=== RECORDS FOR THIS TASK ===
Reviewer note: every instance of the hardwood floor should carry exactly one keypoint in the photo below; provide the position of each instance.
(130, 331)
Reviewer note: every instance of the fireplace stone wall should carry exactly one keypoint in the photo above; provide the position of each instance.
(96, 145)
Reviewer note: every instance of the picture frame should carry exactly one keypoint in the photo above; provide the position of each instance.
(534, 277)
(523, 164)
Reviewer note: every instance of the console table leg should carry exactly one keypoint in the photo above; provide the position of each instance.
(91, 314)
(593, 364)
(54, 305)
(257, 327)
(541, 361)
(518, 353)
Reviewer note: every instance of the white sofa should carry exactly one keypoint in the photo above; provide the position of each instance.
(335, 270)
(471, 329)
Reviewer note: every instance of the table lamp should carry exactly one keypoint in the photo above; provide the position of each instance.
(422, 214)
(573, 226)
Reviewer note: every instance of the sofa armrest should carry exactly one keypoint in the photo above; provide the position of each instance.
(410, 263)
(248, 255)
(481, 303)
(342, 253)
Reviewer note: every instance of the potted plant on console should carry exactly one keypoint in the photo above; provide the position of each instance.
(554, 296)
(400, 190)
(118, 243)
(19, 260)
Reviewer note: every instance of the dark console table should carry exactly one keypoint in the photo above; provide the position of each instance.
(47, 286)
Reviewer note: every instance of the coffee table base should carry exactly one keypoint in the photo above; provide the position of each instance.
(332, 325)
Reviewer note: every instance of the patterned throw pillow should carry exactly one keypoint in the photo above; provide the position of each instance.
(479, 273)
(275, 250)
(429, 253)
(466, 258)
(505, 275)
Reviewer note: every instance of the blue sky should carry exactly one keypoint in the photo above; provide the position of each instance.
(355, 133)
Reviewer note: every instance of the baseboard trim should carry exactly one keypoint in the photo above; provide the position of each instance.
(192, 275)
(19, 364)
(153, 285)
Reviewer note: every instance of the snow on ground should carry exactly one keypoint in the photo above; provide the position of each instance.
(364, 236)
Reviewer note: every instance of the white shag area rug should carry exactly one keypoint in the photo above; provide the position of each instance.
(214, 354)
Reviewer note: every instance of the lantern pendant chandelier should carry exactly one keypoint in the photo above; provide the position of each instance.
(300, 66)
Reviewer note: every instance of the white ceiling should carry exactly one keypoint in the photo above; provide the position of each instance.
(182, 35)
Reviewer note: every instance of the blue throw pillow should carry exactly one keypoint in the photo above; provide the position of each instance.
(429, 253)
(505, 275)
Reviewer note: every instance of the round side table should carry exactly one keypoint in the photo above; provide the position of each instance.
===
* PROMPT *
Would you quote, exactly and only, the lines from the one containing "Reviewer note: every instance of the snow" to the end of the entries?

* SOLUTION TO THIS TASK *
Reviewer note: every instance of the snow on ground should carry exactly one keypoint in the photo above; provide the position of each instance.
(364, 236)
Reviewer note: every instance of the white shag area rug should carry exactly one keypoint in the photo above; provide the position of each instance.
(214, 354)
Reviewer note: every instance of the lantern pendant chandelier should carry exactly one keypoint in the photo above; provide the position of each instance.
(300, 66)
Reviewer note: every instance of the white ceiling should carry exactly one keypoint in the photo above; provide the position of each instance.
(182, 35)
Reviewer note: every instance of the blue throw pillow should carry exactly one keypoint in the photo above; provide the position of each instance.
(429, 253)
(505, 275)
Reviewer note: every instance of the round side table should carry exactly one keypoint in the photo above; provide the position of each instance.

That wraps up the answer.